**What you will do**
Continue the story about the search for the lost Tinmouth apple, starting right after its last sentence.

**Text to read**

Josh Crane: The Tinmouth apple. This was the first time any of us at BLS had heard of this variety of apple, named for its place of origin in Tinmouth, Vermont.
When we followed up, Ben told us he’s trying to create a “living museum of historically significant apples” in his backyard orchard — apples like the purplish “Blue Pearmain," which appears in an old Henry David Thoreau essay. Or other varieties you’d be hard-pressed to find at the grocery store, like “Ashmead’s Kernel”, “Liberty” and even the “Westfield Seek-no-further.”
And, apparently, the Tinmouth, which we learned was cultivated for cider-making around southern Vermont in the 18- and 19-hundreds.
The only problem for Ben’s backyard apple museum is that he couldn’t find the Tinmouth — not in any seed catalogs, or orchards. In fact, Ben isn’t the only one who’s tried to find it. Apple enthusiasts have scoured New England for it — and so far, it seems like no one has been able to track it down for a very, very long time. One apple expert told us it’s, quote, “functionally extinct.”
So, Ben’s question sat dormant in our archives. And months passed.
But then one day, fate intervened — a chance encounter with, perhaps, the only person who could help us crack this case.
Pressed for answers
Sabine Poux: I met Wheaton Squier at a wedding in Rhode Island. We were sitting across from each other at dinner. And when I learned he’s from Tinmouth, I had to ask him about his hometown’s elusive, namesake apple. And he was like, oh yeah, I can help you find it. You know, casual.
Which is why a month later, I found myself sitting at Wheaton’s kitchen table in Tinmouth.
Wheaton Squier: I’m trying to remember when I first heard about it … I've known it was a thing for probably half my life, so maybe 18 or so years.
Sabine Poux: Wheaton is 37. He grew up in Tinmouth, which is a small town nestled into the hills near Rutland. And he’s really embedded here. Wheaton’s aunt is the town clerk. His grandfather used to be the local constable.
Wheaton is a farmer, an ultimate frisbee coach, a theater camp director and a gravedigger. And for the 10th year in a row, he’s also hosting a cider pressing festival at his house. It’s called “Presstival.”

**Dataset content**

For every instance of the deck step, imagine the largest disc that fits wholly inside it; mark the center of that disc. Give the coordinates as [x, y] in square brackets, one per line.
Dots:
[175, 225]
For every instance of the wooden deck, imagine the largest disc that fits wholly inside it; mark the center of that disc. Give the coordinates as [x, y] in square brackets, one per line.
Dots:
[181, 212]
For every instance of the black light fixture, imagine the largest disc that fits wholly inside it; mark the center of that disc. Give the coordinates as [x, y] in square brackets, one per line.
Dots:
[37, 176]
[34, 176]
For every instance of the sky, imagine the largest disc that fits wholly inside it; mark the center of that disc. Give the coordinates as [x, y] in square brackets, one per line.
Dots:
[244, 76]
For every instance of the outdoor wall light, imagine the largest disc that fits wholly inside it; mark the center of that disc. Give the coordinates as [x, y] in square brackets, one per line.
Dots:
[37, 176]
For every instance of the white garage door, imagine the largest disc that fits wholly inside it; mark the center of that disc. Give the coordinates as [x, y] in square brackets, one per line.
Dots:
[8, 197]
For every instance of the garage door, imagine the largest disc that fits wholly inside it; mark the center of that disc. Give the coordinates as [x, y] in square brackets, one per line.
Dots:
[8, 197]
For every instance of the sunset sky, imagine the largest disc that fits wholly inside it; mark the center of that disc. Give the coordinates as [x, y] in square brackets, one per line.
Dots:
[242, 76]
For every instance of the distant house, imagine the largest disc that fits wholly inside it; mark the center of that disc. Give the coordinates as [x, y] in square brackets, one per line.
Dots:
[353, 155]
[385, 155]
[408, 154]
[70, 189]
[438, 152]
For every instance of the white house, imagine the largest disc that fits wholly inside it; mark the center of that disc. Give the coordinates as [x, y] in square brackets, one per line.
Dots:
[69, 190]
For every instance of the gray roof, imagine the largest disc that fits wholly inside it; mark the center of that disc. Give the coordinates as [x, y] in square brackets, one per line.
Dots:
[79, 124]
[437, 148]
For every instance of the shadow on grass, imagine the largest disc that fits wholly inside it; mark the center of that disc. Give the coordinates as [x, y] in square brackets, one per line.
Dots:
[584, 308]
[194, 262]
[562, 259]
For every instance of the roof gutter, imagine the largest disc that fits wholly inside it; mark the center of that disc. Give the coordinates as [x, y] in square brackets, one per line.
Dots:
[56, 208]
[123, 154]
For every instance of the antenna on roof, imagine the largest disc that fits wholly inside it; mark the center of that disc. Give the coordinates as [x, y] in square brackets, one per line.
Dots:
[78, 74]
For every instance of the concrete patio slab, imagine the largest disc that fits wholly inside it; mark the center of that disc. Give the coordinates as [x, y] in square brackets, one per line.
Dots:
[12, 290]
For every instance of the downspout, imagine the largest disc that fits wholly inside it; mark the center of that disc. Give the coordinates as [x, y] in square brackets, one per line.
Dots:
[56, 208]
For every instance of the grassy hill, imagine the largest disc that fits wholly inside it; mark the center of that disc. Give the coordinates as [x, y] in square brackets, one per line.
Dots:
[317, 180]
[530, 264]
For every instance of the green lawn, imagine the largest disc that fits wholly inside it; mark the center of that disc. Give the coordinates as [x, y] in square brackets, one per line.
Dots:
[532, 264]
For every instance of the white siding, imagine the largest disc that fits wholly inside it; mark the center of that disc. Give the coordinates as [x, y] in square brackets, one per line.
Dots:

**Answer**
Wheaton Squier: Every year we'd be like, oh, let's invite a few more friends. Let's see what happens. And now it's sort of a big, more public community event.
Sabine Poux: At this Presstival, kids are getting their faces painted and neighbors are standing around, chatting. The center of the action is a shredder that pulverizes apples into tiny pieces before they’re bagged and loaded into an old hydraulic cider press, which squeezes all the juice out.
It seems like the perfect place to start asking around about the elusive apple in question. I poll Betty Jaquay.
Sabine Poux: So what do you know about the Tinmouth apple?
Betty Jaquay: Other than it apparently existed at one time? I don't know.
Sabine Poux: And Cole Elmendorf.
Cole Elmendorf: Well, I don't really know anything about it. Heard rumors.
Sabine Poux: What have you heard?
Cole Elmendorf: I've heard that there's an apple, a pristine apple that only grows in Tinmouth, choice for making cider. But as far as I know, nobody's found it yet. And nobody knows where to find it.
Sabine Poux: This is kind of how the apple seems to live in the collective Tinmouth memory. It feels like part of a fairytale, or a fable. Not of real life.
It’s practically in the same vein as another Tinmouth legend Cole tells me about.
Cole Elmendorf: So whoever finds the Tinmouth apple should, should then go look for the wheelbarrow full of silver. ‘Cause that’s the other thing—
Sabine Poux: Wheelbarrow full of silver. Local lore has it that there’s one stashed somewhere around town, either deep in the bowels of a swamp or high up on a mountaintop, depending on who you ask.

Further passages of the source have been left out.